EXERCISE BRIEF:
Lines before the one containing "Target: woven area rug" are excluded; reproduce that line and all lines after it in the entries below, exactly.

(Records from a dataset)
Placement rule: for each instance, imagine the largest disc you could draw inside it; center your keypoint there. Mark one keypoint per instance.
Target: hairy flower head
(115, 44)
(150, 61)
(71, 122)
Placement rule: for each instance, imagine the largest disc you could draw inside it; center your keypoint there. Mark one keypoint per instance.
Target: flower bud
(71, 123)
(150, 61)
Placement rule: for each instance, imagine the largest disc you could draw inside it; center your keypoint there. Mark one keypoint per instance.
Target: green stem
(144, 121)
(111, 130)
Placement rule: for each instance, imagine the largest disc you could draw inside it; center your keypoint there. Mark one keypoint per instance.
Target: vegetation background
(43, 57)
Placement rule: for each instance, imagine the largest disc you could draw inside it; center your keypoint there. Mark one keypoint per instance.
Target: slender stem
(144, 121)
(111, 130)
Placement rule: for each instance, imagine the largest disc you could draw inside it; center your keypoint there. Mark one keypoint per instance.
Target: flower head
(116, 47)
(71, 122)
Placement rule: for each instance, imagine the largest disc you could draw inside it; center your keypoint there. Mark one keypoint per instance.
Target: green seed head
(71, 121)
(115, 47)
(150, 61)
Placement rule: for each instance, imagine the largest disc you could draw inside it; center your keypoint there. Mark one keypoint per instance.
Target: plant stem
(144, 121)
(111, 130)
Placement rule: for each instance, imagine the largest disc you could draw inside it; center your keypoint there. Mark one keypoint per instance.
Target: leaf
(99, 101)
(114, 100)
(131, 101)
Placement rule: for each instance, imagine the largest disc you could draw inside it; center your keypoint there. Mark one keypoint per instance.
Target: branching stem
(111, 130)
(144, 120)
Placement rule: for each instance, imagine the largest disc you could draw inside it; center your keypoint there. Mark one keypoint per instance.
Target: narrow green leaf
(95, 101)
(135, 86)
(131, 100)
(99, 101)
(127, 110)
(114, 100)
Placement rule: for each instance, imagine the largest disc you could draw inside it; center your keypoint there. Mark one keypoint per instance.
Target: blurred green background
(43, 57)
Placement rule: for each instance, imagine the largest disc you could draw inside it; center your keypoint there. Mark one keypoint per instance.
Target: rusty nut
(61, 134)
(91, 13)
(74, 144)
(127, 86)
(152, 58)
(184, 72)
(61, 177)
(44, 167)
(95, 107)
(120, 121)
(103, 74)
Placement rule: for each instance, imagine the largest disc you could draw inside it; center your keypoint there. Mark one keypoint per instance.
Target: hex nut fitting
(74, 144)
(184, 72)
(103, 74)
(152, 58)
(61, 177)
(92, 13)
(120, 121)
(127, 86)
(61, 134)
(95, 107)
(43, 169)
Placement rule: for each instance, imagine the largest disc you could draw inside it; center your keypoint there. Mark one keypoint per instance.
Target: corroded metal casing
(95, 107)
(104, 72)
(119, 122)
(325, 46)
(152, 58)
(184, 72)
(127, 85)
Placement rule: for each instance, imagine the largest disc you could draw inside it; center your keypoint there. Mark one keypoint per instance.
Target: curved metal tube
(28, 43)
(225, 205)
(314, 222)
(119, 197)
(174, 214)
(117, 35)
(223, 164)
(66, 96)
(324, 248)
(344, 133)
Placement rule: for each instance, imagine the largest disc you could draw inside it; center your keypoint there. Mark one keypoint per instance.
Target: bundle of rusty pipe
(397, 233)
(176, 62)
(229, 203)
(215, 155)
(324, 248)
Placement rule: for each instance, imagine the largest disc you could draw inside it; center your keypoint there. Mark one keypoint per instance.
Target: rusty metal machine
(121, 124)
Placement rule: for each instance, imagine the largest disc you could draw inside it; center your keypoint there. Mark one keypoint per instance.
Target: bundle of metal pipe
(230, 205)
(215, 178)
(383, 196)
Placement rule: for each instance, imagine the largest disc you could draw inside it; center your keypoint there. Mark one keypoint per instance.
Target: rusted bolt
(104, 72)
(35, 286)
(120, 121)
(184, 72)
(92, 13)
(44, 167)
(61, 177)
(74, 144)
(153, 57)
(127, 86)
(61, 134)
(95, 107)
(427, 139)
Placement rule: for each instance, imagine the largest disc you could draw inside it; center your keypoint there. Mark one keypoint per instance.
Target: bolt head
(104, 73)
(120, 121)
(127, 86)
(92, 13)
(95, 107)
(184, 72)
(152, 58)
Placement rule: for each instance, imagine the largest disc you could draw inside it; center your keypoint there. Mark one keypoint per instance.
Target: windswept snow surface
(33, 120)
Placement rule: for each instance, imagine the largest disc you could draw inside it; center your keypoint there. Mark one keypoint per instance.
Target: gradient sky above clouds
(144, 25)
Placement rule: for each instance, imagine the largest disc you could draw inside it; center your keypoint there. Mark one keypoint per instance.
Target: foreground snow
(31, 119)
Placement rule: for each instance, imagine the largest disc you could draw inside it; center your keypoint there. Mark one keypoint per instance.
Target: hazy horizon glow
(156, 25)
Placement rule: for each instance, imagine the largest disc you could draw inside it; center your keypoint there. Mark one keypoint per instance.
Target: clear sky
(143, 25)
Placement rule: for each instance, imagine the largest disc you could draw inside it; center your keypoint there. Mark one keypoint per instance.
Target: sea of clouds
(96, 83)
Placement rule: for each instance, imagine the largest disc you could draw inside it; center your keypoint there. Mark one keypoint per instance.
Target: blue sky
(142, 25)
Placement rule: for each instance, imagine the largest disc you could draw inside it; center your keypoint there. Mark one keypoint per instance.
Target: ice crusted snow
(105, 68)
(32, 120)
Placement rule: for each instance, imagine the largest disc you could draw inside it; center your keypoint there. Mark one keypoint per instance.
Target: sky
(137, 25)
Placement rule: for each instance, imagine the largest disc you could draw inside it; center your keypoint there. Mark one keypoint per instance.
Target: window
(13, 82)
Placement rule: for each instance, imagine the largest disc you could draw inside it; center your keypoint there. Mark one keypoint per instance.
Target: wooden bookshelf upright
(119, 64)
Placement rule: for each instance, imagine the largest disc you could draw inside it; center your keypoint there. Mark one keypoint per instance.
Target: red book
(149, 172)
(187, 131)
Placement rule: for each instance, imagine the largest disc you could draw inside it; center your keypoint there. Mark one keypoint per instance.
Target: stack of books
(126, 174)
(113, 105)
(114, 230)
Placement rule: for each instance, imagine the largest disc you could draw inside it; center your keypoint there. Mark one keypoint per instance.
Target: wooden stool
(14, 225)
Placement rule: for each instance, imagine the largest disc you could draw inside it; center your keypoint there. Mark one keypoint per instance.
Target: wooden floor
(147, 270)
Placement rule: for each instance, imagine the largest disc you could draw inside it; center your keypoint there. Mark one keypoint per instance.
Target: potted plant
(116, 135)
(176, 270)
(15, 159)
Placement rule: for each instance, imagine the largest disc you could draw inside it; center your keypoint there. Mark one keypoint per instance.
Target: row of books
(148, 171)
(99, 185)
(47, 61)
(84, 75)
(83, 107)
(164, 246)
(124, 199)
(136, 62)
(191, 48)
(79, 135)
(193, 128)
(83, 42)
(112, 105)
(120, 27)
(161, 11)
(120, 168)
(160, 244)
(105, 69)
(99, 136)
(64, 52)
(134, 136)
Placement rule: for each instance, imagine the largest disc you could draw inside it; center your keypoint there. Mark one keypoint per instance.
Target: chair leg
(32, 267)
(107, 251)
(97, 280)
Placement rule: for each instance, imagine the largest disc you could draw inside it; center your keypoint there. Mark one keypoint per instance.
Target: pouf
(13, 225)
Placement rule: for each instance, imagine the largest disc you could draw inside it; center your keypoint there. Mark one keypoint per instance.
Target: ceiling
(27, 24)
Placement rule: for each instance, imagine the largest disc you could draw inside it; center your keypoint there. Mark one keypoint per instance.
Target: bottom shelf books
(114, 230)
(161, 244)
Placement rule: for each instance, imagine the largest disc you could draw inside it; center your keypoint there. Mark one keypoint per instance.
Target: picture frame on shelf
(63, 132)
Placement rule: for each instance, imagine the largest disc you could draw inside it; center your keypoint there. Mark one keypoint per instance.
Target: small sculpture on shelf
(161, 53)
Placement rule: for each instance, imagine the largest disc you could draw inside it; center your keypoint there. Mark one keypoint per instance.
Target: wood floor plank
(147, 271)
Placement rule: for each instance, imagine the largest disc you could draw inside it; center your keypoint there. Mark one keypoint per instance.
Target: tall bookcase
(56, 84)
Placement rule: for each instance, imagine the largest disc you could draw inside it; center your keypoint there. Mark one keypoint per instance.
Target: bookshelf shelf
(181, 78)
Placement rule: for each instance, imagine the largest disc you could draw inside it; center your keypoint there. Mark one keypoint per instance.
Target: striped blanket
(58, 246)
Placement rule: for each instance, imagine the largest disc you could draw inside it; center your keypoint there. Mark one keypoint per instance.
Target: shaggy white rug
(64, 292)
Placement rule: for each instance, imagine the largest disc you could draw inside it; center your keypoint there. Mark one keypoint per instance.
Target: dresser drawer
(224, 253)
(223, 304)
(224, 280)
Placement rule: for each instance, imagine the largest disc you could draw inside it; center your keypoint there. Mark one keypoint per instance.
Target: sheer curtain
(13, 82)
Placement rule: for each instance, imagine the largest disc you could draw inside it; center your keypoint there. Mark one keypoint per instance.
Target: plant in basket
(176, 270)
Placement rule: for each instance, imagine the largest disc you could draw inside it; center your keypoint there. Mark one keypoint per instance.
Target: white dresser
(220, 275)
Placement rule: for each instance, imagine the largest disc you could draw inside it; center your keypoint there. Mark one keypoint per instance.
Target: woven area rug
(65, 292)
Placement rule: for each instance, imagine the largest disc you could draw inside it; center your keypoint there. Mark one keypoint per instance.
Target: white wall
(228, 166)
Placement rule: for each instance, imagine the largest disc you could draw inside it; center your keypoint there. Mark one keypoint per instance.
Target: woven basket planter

RESPONSE:
Target: woven area rug
(65, 292)
Placement rule: for each instance, imagine the largest disc you could draw inside it; center your keypoint there. Mark one keypoint per instance.
Target: white wall
(228, 166)
Placement rule: for each instance, imagine the largest disc you could draw inside it; center your keypoint there. Mark one keypoint per instance.
Target: woven basket planter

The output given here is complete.